═════ Task inputs

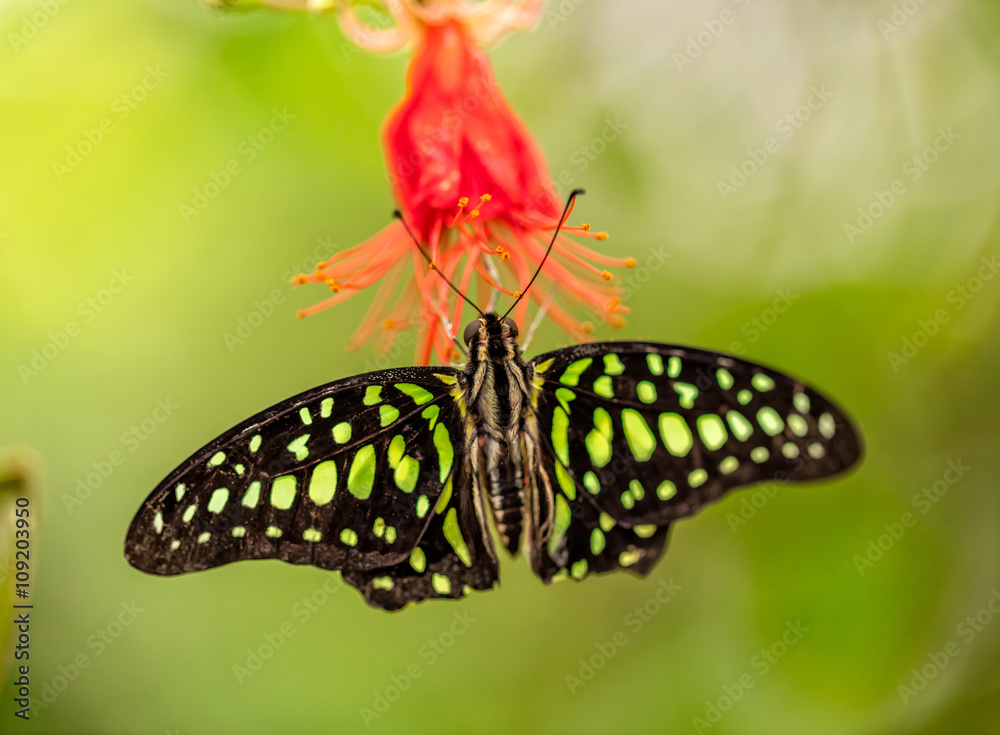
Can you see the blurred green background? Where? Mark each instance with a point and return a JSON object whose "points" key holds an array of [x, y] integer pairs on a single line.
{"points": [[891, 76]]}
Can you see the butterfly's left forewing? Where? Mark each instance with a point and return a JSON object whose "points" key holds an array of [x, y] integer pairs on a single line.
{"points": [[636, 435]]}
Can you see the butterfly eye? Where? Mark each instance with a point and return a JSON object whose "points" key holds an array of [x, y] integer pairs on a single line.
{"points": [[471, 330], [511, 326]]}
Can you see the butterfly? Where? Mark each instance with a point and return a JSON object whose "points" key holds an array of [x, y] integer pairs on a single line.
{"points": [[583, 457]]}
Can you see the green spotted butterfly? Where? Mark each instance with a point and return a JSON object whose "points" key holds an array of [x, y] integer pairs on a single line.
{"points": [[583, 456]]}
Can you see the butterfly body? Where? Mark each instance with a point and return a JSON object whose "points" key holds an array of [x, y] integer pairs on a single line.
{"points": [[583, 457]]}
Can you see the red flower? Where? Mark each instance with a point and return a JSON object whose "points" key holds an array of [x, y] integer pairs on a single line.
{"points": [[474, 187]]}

══════════
═════ Task inputs

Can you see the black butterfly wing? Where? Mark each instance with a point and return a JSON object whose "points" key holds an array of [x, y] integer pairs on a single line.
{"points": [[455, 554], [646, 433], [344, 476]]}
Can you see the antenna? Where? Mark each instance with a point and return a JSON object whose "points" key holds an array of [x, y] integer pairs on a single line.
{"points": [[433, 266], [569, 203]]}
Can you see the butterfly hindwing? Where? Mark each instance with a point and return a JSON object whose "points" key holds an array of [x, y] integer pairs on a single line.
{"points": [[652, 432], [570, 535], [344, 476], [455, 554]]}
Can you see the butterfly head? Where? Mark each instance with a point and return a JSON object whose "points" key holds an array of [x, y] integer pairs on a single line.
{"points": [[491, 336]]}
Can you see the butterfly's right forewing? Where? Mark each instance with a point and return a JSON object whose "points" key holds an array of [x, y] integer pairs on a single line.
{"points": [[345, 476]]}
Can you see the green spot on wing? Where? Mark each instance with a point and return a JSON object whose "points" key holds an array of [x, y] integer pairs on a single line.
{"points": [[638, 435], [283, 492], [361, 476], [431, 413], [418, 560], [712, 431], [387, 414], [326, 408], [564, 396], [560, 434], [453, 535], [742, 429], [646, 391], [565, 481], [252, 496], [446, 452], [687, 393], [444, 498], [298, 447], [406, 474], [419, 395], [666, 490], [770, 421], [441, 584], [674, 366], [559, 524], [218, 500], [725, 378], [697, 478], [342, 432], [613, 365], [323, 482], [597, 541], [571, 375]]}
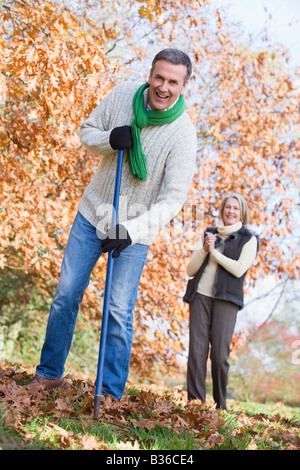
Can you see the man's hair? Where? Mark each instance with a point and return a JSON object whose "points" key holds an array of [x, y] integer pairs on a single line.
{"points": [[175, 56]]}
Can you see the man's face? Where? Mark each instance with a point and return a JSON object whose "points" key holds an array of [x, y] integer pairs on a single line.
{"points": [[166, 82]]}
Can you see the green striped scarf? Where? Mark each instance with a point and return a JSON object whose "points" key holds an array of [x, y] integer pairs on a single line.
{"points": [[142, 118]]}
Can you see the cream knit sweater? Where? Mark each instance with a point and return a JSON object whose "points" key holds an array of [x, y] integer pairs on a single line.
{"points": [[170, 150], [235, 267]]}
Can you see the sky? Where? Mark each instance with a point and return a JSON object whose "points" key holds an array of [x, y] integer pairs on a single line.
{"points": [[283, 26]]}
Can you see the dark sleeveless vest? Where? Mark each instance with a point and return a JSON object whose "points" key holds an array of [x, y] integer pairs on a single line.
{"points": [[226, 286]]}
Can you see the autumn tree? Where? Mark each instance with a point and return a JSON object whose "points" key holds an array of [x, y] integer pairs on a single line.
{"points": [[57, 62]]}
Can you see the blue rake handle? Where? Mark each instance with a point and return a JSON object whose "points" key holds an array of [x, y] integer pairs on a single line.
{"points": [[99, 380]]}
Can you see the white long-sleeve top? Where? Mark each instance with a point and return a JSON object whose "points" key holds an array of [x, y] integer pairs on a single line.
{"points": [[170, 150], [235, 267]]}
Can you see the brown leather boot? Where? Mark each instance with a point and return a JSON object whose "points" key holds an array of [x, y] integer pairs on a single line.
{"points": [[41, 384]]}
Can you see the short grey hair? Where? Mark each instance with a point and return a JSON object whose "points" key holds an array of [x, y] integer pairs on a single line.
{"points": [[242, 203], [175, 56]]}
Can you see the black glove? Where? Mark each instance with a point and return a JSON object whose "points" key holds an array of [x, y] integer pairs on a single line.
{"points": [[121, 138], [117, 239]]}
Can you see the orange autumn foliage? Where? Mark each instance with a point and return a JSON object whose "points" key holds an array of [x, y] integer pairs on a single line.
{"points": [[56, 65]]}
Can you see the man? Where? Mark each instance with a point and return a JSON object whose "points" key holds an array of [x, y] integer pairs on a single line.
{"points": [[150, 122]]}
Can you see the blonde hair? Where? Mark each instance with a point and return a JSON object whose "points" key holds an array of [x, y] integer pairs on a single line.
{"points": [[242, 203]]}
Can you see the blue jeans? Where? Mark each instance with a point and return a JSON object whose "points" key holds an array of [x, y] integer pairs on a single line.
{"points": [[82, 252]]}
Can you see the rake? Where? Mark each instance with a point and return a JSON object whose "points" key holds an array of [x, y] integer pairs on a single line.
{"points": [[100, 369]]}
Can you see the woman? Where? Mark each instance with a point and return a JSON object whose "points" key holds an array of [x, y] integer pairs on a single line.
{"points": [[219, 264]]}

══════════

#### [Directions]
Pull out each line of the items above that contains the word "black", treating uppercase and lowercase as different.

#### [Expected output]
Can you see the black butterfly wing? Where? Mark each instance with a point and return a JSON object whose "points" key holds an array of [x, y] integer pairs on a single line.
Can you see the black glove? Where? Mark each instance with a point and return a JSON object whose "points" key holds an array of [x, y] integer pairs on a single line.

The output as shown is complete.